▶ TASK REQUIREMENTS
Restate the full set of records exactly, without adding or dropping a word.

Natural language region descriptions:
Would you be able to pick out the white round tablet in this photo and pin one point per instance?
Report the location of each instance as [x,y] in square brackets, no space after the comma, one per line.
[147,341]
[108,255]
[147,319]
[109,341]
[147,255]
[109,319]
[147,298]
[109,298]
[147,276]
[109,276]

▶ TASK RESPONSE
Would you be able to pick out the white round tablet in this photo and pin one point per instance?
Report the location of each instance as [x,y] in square brackets, no space after the comma, one per line.
[147,341]
[108,255]
[147,319]
[109,341]
[147,255]
[109,319]
[147,298]
[109,298]
[147,276]
[109,276]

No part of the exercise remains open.